» **Task to complete**:
Locate each row below that contains the string "baseball" and copy those lines out in full. Treat the match as case-sensitive.
· · · · · · ·
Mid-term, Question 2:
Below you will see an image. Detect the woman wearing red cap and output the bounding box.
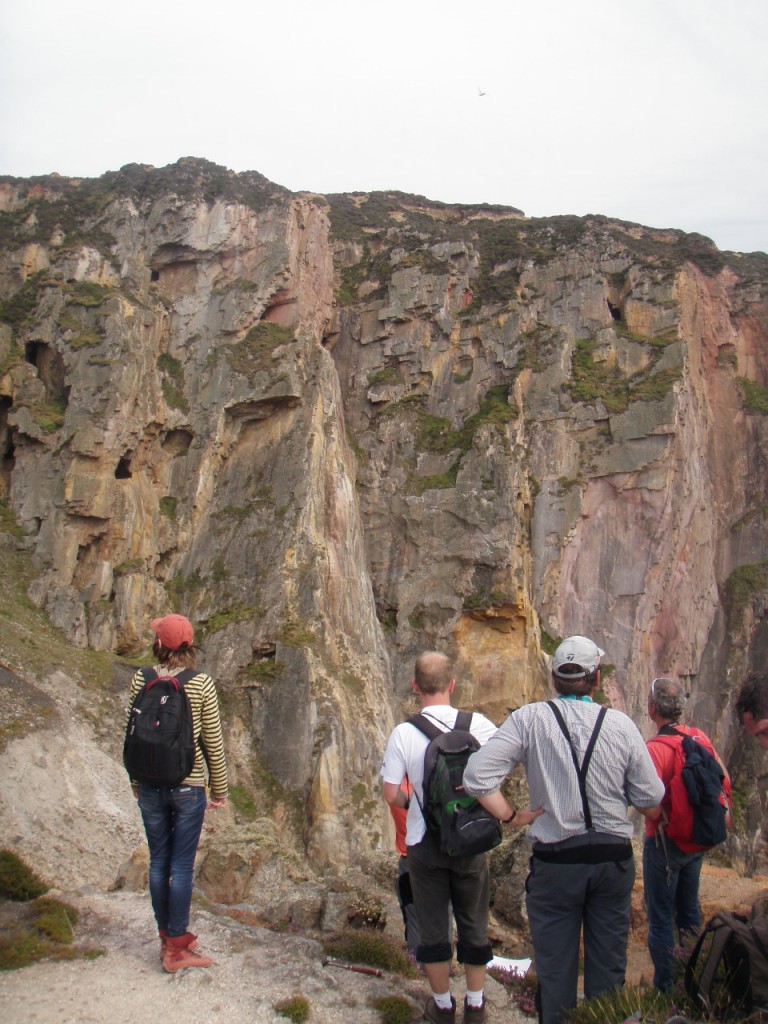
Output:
[129,614,227,974]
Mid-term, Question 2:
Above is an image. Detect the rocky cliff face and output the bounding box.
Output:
[0,160,768,864]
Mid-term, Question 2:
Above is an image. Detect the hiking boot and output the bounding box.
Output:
[423,995,456,1024]
[464,996,485,1024]
[160,928,199,959]
[163,932,213,974]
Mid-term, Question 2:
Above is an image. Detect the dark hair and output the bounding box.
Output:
[552,663,600,697]
[414,650,454,693]
[648,676,688,724]
[152,637,198,669]
[736,672,768,722]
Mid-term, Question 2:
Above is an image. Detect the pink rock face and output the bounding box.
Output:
[0,161,768,862]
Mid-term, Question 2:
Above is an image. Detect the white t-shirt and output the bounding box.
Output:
[381,705,496,846]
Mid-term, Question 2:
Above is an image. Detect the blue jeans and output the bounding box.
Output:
[138,783,208,937]
[643,836,703,989]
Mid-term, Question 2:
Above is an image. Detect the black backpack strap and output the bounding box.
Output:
[656,722,688,736]
[547,700,608,830]
[454,711,472,732]
[407,715,444,739]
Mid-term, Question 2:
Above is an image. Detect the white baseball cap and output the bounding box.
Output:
[552,637,605,679]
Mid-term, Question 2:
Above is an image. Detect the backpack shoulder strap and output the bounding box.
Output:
[454,711,472,732]
[656,722,689,736]
[407,715,443,739]
[547,700,608,830]
[173,669,200,686]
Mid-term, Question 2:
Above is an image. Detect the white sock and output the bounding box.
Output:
[467,989,482,1008]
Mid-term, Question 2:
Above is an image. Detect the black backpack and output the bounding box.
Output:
[685,900,768,1020]
[408,711,502,857]
[123,669,197,786]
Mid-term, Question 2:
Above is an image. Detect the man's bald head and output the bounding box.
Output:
[414,650,454,694]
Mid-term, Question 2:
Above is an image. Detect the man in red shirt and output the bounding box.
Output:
[643,677,725,989]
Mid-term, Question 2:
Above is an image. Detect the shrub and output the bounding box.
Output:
[273,995,309,1024]
[324,929,418,978]
[0,850,48,903]
[0,898,78,971]
[371,995,414,1024]
[565,985,700,1024]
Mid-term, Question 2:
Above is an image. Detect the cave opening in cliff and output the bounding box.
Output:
[606,299,622,319]
[115,454,133,480]
[24,341,70,404]
[0,395,16,483]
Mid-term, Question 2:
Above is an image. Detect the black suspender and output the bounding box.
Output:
[547,700,608,829]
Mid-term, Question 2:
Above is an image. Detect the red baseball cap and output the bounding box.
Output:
[150,614,195,650]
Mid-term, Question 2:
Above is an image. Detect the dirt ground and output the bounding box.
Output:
[627,856,768,985]
[0,863,768,1024]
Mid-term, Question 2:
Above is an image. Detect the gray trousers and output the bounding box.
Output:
[525,856,635,1024]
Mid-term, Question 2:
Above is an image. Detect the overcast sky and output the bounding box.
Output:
[0,0,768,252]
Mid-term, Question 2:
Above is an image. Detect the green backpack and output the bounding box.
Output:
[409,711,502,857]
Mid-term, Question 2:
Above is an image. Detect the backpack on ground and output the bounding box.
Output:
[685,900,768,1020]
[123,669,196,786]
[408,711,502,857]
[648,725,732,853]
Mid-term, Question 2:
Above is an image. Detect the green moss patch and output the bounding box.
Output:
[325,929,418,978]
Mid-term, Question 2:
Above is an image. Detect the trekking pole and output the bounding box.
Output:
[323,956,384,978]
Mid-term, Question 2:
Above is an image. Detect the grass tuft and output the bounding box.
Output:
[324,929,418,978]
[0,850,48,903]
[273,995,309,1024]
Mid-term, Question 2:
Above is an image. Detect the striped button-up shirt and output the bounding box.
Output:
[464,698,664,843]
[127,665,227,797]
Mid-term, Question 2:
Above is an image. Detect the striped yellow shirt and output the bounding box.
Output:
[126,665,227,797]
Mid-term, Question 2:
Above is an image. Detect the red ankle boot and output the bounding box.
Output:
[163,932,213,974]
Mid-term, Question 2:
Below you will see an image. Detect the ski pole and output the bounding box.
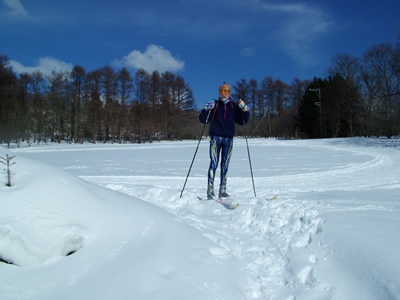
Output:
[179,109,211,198]
[242,104,257,197]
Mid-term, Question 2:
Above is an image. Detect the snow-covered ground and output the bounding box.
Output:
[0,138,400,300]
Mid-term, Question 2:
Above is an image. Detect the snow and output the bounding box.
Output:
[0,138,400,300]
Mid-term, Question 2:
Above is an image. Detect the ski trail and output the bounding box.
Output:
[76,137,400,300]
[85,177,330,300]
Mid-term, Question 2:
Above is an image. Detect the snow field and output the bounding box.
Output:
[0,138,400,300]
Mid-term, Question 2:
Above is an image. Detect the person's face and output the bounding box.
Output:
[219,89,230,101]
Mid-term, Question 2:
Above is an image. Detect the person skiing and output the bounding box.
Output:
[199,82,250,199]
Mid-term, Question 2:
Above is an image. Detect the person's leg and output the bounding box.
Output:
[207,136,220,199]
[218,137,233,197]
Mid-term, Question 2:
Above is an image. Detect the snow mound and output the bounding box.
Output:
[0,150,245,299]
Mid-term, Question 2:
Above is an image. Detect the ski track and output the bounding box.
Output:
[14,140,400,300]
[81,141,399,300]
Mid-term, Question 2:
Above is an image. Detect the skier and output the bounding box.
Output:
[199,82,250,199]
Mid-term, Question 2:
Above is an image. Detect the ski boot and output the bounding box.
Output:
[207,185,215,200]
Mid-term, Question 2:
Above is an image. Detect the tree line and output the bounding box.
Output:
[0,37,400,144]
[0,56,197,144]
[234,35,400,138]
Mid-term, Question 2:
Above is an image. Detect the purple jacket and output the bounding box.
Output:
[199,97,250,137]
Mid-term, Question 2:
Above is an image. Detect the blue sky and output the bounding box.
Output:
[0,0,400,106]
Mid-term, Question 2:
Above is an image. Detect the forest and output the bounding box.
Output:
[0,36,400,145]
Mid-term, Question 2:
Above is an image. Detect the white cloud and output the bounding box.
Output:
[114,45,185,73]
[240,47,256,57]
[10,57,73,75]
[3,0,28,16]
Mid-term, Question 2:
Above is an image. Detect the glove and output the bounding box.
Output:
[204,100,215,111]
[238,100,249,111]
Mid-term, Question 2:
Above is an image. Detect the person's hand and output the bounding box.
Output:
[204,100,215,111]
[238,100,249,111]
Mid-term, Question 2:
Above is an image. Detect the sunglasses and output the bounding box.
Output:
[219,89,231,95]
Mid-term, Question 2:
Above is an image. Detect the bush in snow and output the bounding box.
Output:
[0,154,15,186]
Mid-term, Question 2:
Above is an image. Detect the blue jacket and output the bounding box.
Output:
[199,97,250,137]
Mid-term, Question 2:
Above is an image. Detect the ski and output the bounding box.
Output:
[215,198,239,209]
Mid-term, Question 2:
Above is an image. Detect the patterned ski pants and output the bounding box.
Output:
[208,136,233,186]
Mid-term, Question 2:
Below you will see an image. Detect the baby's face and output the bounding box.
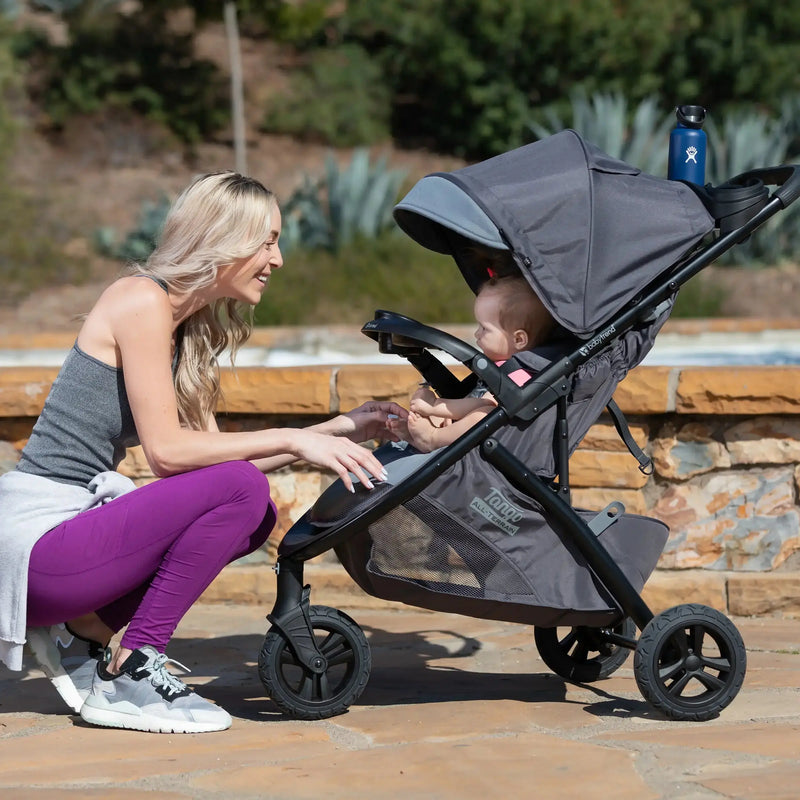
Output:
[474,291,514,361]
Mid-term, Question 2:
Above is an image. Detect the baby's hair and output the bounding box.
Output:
[479,274,555,347]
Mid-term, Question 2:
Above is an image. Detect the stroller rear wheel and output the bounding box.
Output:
[633,603,747,722]
[533,617,636,683]
[258,606,372,719]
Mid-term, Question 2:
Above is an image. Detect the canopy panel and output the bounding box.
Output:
[394,130,714,336]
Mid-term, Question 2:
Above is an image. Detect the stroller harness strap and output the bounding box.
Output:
[606,399,653,475]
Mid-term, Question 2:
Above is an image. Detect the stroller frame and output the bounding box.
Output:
[259,166,800,720]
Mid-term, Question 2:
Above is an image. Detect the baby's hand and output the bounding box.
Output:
[386,414,410,442]
[409,395,435,417]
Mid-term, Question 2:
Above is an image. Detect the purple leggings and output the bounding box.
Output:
[27,461,277,653]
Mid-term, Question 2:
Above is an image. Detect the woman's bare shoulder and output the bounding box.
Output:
[93,275,170,318]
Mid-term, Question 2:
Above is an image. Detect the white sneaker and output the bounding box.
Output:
[27,623,111,714]
[81,646,232,733]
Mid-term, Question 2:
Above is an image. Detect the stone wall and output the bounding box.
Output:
[0,365,800,613]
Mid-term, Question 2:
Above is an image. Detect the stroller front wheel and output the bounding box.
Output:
[633,603,747,722]
[258,606,372,720]
[533,617,636,683]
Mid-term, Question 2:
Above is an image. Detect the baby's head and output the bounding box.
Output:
[474,275,555,361]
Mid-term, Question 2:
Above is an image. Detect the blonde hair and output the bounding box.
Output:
[133,172,277,430]
[478,275,555,348]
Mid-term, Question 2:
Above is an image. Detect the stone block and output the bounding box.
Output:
[651,423,731,480]
[578,422,650,453]
[569,450,648,489]
[217,367,335,415]
[675,367,800,414]
[728,572,800,616]
[725,416,800,464]
[652,468,800,571]
[614,367,677,414]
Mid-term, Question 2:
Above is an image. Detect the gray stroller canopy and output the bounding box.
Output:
[394,130,715,337]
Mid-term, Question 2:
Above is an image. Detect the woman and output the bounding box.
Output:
[0,172,405,733]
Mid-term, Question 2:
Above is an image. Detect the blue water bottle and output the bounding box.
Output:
[667,106,706,186]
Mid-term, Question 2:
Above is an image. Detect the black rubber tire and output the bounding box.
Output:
[533,617,636,683]
[633,603,747,722]
[258,606,372,719]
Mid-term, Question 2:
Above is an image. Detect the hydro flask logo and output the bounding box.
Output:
[469,486,523,536]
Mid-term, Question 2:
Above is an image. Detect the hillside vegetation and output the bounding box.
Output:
[0,0,800,326]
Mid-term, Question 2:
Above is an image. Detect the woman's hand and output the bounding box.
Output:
[290,429,386,492]
[326,400,408,442]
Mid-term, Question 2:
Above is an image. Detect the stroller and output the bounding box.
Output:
[258,131,800,720]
· · · · · · ·
» **Full answer**:
Above is an image. Detect the white baseball cap and output the bounding box.
Above is an image. Detect the red baseball cap and output the bounding box.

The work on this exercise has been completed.